Task requirements | Below are entries; print them exactly from the first line through the one containing "box: [156, 515, 170, 543]".

Source data:

++++++++

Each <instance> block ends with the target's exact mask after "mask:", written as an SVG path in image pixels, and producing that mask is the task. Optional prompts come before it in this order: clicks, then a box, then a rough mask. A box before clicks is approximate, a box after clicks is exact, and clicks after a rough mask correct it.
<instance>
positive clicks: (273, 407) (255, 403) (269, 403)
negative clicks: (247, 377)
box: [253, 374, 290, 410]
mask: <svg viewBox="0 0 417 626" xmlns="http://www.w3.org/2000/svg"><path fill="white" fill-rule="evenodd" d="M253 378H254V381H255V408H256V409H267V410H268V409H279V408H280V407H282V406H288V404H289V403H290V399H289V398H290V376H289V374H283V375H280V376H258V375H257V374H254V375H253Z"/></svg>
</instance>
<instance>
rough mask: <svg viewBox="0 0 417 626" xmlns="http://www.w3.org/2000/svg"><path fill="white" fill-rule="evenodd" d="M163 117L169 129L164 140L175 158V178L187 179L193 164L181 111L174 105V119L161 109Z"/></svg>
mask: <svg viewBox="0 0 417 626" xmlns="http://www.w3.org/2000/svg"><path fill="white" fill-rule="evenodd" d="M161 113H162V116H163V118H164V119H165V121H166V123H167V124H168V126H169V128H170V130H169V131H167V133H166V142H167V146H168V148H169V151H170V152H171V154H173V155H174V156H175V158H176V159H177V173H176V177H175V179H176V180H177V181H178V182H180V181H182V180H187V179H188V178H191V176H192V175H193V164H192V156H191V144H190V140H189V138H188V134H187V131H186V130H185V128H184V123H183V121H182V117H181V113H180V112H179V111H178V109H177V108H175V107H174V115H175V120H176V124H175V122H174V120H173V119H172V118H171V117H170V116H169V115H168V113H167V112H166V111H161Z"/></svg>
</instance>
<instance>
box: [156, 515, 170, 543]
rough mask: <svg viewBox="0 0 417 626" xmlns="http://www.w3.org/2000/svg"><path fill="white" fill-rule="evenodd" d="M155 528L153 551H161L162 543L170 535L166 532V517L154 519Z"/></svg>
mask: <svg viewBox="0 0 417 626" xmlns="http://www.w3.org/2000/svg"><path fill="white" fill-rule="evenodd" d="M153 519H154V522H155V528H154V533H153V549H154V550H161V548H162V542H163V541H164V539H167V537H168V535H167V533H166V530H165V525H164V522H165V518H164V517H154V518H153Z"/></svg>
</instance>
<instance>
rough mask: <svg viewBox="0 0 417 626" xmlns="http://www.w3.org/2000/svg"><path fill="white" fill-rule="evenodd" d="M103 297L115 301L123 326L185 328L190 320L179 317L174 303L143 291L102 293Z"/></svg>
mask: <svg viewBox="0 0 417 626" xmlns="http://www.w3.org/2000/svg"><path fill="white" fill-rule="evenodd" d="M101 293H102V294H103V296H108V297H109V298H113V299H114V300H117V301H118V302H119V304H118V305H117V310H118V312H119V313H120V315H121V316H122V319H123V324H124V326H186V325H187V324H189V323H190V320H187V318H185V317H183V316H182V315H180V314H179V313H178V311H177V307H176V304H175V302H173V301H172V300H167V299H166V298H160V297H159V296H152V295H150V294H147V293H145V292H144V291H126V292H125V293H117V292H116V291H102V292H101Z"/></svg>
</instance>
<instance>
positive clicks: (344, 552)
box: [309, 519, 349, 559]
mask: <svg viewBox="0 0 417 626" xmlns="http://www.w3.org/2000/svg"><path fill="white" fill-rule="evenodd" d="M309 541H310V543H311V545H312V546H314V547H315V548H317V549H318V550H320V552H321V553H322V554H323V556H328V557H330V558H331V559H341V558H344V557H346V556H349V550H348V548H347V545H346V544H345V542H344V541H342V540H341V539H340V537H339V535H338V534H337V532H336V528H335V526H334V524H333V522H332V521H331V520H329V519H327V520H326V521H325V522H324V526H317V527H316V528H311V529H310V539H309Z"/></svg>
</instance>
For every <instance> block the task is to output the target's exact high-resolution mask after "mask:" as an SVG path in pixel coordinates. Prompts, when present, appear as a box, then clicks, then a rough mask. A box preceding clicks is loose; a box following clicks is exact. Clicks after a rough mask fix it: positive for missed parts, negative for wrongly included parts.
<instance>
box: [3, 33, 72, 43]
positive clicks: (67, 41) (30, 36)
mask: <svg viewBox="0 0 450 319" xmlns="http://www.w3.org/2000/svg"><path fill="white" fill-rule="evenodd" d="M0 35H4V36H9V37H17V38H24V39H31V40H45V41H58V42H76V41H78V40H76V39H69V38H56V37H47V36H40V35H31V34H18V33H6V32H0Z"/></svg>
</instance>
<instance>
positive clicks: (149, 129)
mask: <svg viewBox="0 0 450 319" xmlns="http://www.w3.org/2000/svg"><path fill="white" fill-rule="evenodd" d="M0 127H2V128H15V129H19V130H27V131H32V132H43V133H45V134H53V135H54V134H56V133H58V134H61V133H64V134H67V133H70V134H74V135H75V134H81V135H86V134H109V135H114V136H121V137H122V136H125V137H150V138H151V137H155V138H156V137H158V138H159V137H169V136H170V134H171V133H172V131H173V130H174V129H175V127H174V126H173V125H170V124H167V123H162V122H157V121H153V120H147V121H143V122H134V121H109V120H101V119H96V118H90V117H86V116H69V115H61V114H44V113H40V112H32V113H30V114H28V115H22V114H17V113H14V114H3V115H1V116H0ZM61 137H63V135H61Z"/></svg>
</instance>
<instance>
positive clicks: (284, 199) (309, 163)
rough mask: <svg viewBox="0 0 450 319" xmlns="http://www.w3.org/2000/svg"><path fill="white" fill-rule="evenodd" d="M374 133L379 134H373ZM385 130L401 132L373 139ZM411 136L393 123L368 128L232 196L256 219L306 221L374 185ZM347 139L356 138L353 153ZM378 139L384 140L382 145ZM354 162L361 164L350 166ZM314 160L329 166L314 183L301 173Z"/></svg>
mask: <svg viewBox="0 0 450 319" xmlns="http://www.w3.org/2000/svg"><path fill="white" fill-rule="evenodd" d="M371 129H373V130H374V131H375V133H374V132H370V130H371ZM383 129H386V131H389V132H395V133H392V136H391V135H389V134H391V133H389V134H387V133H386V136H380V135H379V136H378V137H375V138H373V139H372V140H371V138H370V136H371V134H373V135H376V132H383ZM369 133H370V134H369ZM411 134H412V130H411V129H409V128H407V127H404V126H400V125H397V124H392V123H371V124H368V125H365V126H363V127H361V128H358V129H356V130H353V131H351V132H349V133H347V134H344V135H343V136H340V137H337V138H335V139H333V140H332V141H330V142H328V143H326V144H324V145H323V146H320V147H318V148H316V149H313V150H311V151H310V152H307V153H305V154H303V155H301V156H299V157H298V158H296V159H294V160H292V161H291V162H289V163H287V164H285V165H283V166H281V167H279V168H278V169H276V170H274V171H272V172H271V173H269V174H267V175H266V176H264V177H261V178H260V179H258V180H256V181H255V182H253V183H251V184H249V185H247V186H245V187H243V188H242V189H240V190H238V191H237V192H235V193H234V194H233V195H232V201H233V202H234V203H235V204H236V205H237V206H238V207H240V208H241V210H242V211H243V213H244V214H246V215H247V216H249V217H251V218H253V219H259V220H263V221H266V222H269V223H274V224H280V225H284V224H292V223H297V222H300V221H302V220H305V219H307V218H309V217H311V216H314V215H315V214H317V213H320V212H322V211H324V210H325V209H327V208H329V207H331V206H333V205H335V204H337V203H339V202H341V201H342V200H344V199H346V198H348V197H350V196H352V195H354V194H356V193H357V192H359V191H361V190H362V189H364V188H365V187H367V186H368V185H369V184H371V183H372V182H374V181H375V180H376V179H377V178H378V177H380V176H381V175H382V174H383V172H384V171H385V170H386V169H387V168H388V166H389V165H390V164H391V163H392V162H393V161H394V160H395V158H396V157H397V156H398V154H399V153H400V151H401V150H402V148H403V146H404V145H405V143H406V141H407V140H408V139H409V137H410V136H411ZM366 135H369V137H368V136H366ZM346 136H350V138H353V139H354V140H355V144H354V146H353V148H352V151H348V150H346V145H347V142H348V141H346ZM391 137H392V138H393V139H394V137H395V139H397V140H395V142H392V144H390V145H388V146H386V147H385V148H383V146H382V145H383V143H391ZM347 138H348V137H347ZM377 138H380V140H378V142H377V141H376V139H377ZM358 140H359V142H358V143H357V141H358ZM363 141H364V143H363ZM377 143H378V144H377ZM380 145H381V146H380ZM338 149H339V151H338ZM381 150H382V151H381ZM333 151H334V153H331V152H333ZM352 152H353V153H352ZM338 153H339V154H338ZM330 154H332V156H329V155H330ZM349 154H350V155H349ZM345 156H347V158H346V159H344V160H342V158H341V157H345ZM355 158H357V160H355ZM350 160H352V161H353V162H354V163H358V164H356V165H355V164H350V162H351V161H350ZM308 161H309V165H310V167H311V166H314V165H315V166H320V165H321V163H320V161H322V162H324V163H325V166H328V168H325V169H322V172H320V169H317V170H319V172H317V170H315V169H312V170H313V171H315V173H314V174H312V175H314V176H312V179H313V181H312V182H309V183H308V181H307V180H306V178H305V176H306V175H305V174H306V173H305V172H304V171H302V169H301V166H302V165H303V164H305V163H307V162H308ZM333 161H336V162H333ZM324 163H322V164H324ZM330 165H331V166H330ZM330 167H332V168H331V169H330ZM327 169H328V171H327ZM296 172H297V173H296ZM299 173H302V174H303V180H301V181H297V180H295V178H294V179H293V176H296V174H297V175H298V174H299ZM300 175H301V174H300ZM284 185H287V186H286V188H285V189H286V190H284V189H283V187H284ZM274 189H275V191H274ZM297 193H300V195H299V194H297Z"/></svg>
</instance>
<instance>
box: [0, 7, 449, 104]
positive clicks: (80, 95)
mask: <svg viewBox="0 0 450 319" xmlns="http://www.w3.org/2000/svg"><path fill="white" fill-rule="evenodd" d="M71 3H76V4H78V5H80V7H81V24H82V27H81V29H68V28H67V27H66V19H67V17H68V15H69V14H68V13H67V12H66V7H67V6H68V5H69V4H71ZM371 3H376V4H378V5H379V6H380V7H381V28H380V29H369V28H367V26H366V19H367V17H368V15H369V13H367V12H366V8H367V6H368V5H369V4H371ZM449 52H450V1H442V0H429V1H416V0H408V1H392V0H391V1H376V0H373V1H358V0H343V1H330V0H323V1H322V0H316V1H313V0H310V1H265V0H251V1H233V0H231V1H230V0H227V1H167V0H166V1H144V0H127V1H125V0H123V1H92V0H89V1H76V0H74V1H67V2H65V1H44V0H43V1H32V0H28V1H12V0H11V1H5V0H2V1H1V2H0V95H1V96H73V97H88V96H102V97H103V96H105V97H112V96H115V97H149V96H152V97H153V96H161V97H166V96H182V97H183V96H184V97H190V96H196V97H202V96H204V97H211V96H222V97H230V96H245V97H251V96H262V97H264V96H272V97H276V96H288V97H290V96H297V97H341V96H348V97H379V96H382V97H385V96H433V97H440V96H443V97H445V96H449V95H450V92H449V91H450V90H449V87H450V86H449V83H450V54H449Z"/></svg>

++++++++

Your solution |
Each <instance> block ends with the target's exact mask after "mask:", written as an SVG path in image pixels, and producing that mask is the task. Optional prompts come before it in this order: clicks, then a box, then a rough mask. A box before clicks is approximate, a box after clicks is exact, and clicks after a rough mask correct it.
<instance>
positive clicks: (273, 407) (255, 403) (269, 403)
negative clicks: (247, 377)
box: [253, 374, 290, 410]
mask: <svg viewBox="0 0 417 626" xmlns="http://www.w3.org/2000/svg"><path fill="white" fill-rule="evenodd" d="M253 378H254V381H255V408H256V409H267V410H268V409H279V408H280V407H282V406H288V404H289V403H290V399H289V398H290V376H289V374H283V375H280V376H258V375H257V374H254V375H253Z"/></svg>
</instance>
<instance>
rough mask: <svg viewBox="0 0 417 626" xmlns="http://www.w3.org/2000/svg"><path fill="white" fill-rule="evenodd" d="M163 117L169 129L164 140L175 158V178L187 179L193 164L181 111L174 105V119L161 109Z"/></svg>
mask: <svg viewBox="0 0 417 626" xmlns="http://www.w3.org/2000/svg"><path fill="white" fill-rule="evenodd" d="M161 113H162V116H163V118H164V119H165V121H166V123H167V124H168V126H169V128H170V130H169V131H167V133H166V142H167V146H168V148H169V151H170V152H171V154H173V155H174V156H175V158H176V159H177V173H176V177H175V179H176V180H177V181H178V182H180V181H182V180H187V179H188V178H191V176H192V175H193V164H192V156H191V144H190V140H189V138H188V134H187V131H186V130H185V128H184V123H183V121H182V117H181V113H180V112H179V111H178V109H177V108H175V107H174V115H175V120H176V124H175V122H174V120H173V119H172V118H171V117H170V116H169V115H168V113H167V112H166V111H161Z"/></svg>
</instance>
<instance>
box: [156, 515, 170, 543]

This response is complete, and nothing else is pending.